(EXERCISE MATERIAL):
┏━━
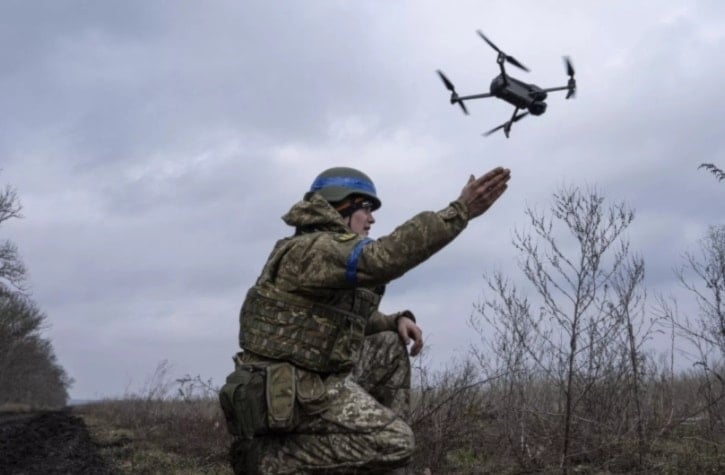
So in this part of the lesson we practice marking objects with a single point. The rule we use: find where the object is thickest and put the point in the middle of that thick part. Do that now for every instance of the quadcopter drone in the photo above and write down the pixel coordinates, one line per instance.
(519, 94)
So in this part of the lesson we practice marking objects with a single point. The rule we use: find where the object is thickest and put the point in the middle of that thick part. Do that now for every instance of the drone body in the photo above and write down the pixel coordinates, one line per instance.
(518, 93)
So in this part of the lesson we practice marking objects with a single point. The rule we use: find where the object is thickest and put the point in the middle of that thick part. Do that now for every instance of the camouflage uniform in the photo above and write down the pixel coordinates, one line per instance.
(357, 423)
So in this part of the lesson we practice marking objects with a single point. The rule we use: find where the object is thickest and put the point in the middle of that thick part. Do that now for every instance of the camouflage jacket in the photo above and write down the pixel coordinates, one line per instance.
(325, 257)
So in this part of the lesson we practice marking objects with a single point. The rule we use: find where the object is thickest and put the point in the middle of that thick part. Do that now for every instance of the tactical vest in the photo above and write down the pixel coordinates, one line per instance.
(323, 337)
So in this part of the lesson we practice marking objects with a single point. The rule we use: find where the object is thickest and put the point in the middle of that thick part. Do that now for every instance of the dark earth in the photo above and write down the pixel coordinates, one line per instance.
(52, 442)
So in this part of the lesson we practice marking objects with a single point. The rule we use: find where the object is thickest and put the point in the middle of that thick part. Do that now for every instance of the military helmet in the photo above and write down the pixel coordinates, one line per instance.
(336, 184)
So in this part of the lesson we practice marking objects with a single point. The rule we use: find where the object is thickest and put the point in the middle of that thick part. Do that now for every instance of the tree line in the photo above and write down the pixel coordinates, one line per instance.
(29, 371)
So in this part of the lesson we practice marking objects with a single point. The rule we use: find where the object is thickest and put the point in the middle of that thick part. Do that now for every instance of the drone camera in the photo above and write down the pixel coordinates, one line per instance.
(537, 108)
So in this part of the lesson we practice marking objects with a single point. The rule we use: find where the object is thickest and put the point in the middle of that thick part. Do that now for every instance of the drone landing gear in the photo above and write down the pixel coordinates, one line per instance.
(506, 126)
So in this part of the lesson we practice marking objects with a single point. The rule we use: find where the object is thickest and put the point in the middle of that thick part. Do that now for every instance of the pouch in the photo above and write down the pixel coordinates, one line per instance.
(243, 401)
(280, 392)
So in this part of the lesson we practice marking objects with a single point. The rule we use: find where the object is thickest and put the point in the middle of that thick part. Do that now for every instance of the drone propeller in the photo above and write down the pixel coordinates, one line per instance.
(506, 126)
(572, 83)
(501, 54)
(454, 95)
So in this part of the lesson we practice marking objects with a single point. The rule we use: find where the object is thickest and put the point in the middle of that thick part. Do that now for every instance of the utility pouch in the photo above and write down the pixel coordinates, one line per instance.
(243, 401)
(259, 398)
(280, 391)
(311, 392)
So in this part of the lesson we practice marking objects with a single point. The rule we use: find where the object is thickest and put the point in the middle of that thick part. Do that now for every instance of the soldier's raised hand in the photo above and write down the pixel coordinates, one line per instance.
(480, 193)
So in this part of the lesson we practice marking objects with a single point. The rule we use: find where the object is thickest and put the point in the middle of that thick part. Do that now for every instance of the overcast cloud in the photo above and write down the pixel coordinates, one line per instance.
(155, 144)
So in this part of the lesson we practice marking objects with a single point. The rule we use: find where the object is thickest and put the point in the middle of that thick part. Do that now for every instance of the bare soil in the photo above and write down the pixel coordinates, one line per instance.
(50, 442)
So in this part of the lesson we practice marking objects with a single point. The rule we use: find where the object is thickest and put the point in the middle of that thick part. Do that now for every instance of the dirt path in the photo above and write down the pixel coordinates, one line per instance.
(48, 443)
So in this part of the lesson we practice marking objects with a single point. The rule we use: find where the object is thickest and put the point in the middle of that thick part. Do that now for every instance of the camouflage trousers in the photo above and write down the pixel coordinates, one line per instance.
(362, 429)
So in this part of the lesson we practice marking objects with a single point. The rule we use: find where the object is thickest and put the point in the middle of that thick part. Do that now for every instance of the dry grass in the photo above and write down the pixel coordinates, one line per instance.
(463, 425)
(162, 436)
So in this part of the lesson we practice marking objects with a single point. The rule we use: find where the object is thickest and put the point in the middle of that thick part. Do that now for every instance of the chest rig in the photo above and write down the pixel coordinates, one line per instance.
┗━━
(INSTRUCTIONS TO FOLLOW): The pictures should be dropped, and every line above should be set down again exactly.

(WRITTEN RESPONSE):
So in this part of the lesson we practice marking objects with a single point. The rule we use: find where the object is thickest and put the point in the middle of that thick part. Do that now for every instance of the quadcopter drone in the photo above and write down the pixel coordinates, one line per instance.
(519, 94)
So in this part of the lesson we practice marking objects with a single point. The rule we use: find where the object is thickest and put the point in the middle of that thick part. Do that now for every instance of the drone body in the photo above and write down the pixel coordinates, one line per instance.
(518, 93)
So in this part of the lesson we practice marking objects with a single point. The rule we use: find where the object is thickest and put the point in the middle of that thick part. Do that now for every instance of the camouflage uniform in the photo above and write down the pixel coordinates, one line per instance.
(357, 423)
So in this part of the lesson we practice marking objects with a single point. The rule we use: find where the object is thickest and put the point in the middle of that thick part. Do that now for every instance of the camouflage jacket in the photo above and write down the pixel coordinates, one line per instance.
(325, 257)
So in this part of the lesson we practice marking objects with a single point. The rule we use: find where the object is thickest and put the point in the middle of that thick part. Do that now for every instance of the tactical vest in the photo above and write down the pixel coordinates, one line per instance.
(323, 337)
So in this part of the lesson we practice marking objects with a single point. The rule we use: find where the object is thickest and put the point in the middle of that thick part. Do that now for every instance of the dark earth in the photo above and write down the pixel coordinates, one line per instance.
(52, 442)
So in this part of the lesson we practice marking objects with a single point. The rule we use: find where the object is thickest and put the point in the middle of that thick part. Do that now for every instance of the military helmet in the photo above and write down the pixel coordinates, one line per instance.
(336, 184)
So in this part of the lesson we practice marking objects with a single point. The rule we use: find where the object is thickest and put the point in the middle of that thick part. Do that now for every instance of the tree line in the photo above and write down the pixel coordinates, one line per instance.
(29, 371)
So in this part of the lesson we practice marking objects with a single point. The rule we use: find where the object is thickest and put the point in the middle of that thick part. Do that now for every instance of the drone camera in the photo above and write down the pixel coordinates, one line per instance.
(537, 108)
So in this part of the lesson we practice marking objects with a single point. The rule we use: find where the object is thickest and put the point in the middle of that thick part. Do that now for every instance of the drone landing gear in the photo above and write down the pixel coordinates, one line per instance.
(506, 126)
So in this part of the lesson we practice marking objects with a single point. The rule we use: find where the object is thickest and put the point in the middle of that thick part. Do that now for every instance of the pouch in the photo above and write down the pixel coordinates, one line per instance.
(243, 401)
(280, 392)
So in this part of the lesson we practice marking objects with a single point. The rule we use: find where the object is thickest and put the point in the middle of that thick part. Do that now for every instance of the drone propeller in the photo above and write down the pixel coordinates, one line per instance.
(506, 126)
(572, 83)
(501, 54)
(454, 95)
So in this part of the lesson we practice marking objects with a single point. The rule we use: find where the object is thickest and put the point in the middle of that thick part. Do that now for every instance of the utility pouch in the photo above and write down the pixel coordinates, one line per instance.
(243, 401)
(259, 398)
(280, 391)
(311, 392)
So in this part of the lesson we practice marking objects with a single point. The rule we use: find where the object is thickest and put the point in the middle of that thick part. Do that now for every instance of the soldier's raised hand in the photo above and write down the pixel coordinates, one line per instance.
(480, 193)
So in this part of the lesson we practice marking objects with a single point. The rule we use: find where the object is thickest and put the point in the middle of that thick part. Do that now for every instance of the overcast cloud in the photo above and write down the pixel coordinates, one line per instance.
(155, 144)
So in this part of the lesson we practice marking objects with a single point. The rule we use: find where the object is thickest and put the point in the middle of that thick part. Do that now for every instance of the bare soil in the photo above and write down the pixel coordinates, one line per instance.
(50, 442)
So in this part of the lesson we practice marking objects with a single point. The rule we use: find where the object is thickest and put the point in the middle of that thick part. Do that now for every instance of the dirt path in the photo above and write down the pixel coordinates, one line per instance.
(48, 443)
So in this part of the lesson we practice marking objects with a single point. The rule we use: find where the object is thickest and put the point in the middle of that thick part. Do that now for every instance of the camouflage trousers in the photo above and write down the pixel coordinates, one line per instance.
(362, 429)
So in this part of the lesson we practice marking objects with a single point. The rule we use: find where the object is thickest and put the point in the middle of that thick part. Do that now for every instance of the dry grass in the photo above and write down the pixel coordinates, one line per instance.
(463, 425)
(162, 436)
So in this part of the lesson we practice marking objects with a single point. The rule we use: find where the object is thickest and put the point in the middle of that thick part. Do that now for every instance of the chest rig in the photo above and write down the pixel coordinates, one line per instance.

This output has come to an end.